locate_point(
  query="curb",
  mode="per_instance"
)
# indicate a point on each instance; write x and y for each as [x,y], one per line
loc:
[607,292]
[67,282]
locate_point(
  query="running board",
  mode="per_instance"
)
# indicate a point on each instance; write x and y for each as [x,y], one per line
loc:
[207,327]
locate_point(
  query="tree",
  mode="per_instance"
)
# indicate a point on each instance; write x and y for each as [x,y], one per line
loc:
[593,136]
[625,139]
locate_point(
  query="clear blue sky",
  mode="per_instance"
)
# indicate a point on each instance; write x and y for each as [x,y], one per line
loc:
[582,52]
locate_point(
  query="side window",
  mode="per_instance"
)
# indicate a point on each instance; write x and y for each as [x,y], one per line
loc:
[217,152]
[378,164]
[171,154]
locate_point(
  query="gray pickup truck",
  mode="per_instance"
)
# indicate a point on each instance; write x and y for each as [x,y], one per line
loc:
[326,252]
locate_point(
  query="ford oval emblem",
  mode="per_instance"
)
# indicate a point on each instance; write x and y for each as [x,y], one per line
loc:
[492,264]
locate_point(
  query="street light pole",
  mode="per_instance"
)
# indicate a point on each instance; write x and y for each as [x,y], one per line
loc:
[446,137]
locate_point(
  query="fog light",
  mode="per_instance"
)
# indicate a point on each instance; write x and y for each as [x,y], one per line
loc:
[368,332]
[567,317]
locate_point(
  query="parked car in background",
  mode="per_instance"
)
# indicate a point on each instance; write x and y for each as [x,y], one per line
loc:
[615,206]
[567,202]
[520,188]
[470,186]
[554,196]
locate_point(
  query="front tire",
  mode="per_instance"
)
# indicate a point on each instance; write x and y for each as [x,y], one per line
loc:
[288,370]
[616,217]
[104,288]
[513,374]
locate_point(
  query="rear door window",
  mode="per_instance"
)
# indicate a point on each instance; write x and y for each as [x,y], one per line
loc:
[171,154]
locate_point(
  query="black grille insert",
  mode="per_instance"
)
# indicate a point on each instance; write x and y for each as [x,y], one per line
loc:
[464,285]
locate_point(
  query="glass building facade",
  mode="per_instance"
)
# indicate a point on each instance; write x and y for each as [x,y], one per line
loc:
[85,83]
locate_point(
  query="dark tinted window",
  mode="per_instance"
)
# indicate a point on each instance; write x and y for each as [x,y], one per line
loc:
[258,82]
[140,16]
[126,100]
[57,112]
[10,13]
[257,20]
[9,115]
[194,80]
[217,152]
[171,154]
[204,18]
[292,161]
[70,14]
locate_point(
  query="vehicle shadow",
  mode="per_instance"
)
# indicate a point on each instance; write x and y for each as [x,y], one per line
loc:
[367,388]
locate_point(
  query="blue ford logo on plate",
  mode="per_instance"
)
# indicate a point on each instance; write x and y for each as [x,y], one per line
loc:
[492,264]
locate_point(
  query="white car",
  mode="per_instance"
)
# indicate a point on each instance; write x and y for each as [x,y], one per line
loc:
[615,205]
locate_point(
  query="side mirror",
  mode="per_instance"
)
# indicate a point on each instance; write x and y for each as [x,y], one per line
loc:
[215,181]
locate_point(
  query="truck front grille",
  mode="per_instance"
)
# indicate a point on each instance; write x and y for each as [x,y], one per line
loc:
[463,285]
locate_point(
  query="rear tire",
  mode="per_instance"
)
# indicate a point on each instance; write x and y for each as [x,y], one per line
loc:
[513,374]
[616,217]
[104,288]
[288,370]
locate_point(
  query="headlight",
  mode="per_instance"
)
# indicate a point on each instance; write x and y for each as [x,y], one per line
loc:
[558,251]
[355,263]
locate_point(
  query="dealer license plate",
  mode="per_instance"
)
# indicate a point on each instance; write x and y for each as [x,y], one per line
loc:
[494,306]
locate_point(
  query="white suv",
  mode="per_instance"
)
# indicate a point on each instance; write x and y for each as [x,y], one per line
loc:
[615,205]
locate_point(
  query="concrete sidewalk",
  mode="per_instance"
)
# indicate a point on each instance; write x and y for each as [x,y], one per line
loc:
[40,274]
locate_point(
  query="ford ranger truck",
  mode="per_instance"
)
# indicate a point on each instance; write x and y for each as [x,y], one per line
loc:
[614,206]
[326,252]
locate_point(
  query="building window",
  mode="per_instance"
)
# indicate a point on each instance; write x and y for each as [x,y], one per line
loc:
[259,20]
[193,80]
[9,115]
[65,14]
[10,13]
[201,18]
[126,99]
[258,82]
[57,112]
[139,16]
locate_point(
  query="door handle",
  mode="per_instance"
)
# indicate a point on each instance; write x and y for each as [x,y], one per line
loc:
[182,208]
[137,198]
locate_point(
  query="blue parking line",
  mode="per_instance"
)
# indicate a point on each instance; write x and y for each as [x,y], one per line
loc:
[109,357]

---

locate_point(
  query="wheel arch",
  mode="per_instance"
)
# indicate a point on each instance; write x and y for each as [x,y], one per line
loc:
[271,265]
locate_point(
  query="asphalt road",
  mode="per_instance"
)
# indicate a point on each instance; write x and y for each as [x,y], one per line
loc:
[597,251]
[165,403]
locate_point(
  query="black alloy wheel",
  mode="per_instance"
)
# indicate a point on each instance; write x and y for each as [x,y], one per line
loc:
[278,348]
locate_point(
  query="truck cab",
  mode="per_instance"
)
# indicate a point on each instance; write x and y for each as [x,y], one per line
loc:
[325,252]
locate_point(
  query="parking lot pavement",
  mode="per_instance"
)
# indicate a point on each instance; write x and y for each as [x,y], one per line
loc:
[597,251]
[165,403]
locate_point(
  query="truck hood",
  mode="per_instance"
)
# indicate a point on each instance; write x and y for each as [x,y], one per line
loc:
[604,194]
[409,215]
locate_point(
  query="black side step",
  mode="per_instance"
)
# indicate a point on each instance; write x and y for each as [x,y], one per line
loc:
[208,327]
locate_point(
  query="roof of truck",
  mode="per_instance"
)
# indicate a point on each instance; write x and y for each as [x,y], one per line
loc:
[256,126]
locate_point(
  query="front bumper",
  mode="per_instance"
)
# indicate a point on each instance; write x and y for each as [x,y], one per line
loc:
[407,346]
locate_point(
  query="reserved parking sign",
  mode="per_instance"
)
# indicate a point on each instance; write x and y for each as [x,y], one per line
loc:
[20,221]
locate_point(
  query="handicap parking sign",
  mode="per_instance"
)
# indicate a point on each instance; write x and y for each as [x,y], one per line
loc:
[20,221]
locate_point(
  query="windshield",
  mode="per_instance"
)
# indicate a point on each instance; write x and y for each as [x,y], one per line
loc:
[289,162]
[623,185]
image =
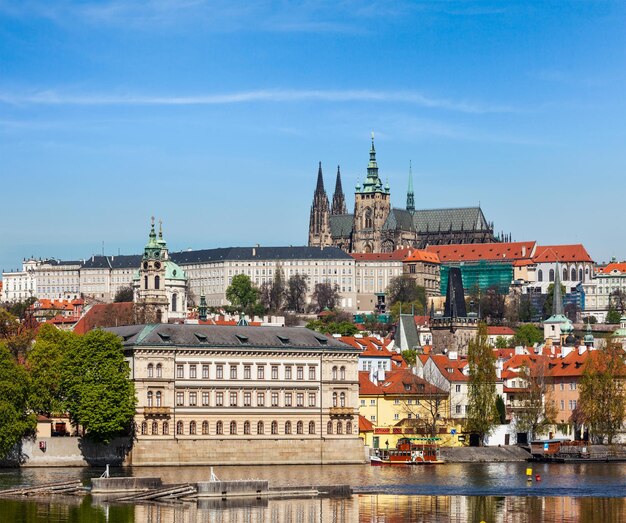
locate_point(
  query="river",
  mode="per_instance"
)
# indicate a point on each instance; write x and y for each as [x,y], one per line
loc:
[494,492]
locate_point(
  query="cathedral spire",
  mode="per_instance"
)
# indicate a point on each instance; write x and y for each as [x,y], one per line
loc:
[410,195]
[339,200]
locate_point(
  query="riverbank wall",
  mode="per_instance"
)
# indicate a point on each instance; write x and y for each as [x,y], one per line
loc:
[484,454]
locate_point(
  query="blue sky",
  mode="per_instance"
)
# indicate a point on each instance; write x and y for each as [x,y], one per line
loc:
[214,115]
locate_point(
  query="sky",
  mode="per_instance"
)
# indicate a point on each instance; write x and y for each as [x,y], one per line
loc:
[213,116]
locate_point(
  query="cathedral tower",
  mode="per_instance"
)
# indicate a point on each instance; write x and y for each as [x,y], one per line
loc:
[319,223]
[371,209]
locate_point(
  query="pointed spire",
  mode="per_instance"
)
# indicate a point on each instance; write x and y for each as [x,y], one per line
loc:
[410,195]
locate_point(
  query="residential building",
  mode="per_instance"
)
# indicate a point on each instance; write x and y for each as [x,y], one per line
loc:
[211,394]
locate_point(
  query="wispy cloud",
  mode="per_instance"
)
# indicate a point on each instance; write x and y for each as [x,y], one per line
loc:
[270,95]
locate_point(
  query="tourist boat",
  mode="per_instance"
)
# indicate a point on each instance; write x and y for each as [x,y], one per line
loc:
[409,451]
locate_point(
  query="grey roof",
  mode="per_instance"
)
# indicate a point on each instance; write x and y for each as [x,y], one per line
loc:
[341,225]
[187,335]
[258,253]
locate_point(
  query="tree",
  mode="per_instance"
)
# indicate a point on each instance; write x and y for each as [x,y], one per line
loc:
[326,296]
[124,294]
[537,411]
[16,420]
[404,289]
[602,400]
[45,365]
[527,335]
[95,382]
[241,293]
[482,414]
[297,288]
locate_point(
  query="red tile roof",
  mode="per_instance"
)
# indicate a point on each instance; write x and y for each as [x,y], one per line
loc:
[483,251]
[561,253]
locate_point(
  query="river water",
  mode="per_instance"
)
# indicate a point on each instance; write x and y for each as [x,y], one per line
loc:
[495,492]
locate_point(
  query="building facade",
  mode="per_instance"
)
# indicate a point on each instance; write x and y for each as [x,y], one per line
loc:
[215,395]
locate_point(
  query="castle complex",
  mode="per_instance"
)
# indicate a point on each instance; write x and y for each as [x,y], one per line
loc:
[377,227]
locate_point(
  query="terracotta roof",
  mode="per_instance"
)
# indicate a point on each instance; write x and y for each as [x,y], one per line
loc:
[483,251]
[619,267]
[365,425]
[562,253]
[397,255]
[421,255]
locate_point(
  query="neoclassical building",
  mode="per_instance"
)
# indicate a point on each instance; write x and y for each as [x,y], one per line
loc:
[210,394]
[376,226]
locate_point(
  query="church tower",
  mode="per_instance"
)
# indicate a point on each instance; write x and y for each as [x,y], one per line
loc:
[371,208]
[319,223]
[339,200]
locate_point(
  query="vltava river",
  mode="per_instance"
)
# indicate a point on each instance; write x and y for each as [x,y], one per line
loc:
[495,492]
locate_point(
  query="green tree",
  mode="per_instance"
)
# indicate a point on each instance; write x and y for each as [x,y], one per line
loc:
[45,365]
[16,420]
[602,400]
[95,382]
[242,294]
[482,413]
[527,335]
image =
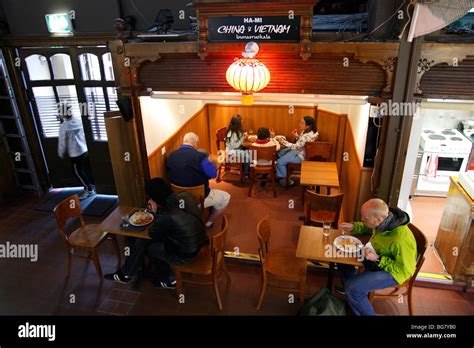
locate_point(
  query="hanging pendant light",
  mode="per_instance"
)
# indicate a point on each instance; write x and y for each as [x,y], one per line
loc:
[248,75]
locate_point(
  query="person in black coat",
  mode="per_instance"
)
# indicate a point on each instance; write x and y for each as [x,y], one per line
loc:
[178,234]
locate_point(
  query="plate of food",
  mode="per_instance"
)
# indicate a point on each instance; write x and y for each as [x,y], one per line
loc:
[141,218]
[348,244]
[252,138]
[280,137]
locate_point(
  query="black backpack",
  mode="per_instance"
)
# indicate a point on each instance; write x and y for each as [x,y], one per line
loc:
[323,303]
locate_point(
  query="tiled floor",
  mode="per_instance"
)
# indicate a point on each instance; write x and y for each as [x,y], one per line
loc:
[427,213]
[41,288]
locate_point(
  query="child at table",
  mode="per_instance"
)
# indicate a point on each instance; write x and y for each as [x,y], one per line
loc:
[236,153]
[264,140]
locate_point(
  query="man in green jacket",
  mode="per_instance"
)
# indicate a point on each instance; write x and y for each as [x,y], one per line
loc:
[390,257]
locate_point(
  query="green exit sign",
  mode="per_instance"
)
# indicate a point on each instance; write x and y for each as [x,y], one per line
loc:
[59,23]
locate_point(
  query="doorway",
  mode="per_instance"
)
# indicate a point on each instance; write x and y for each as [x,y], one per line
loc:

= PROBLEM TO SOLVE =
Search the listing above for lines with the word "plate", and state how many there are, nothing else.

= ANSWER SECTION =
3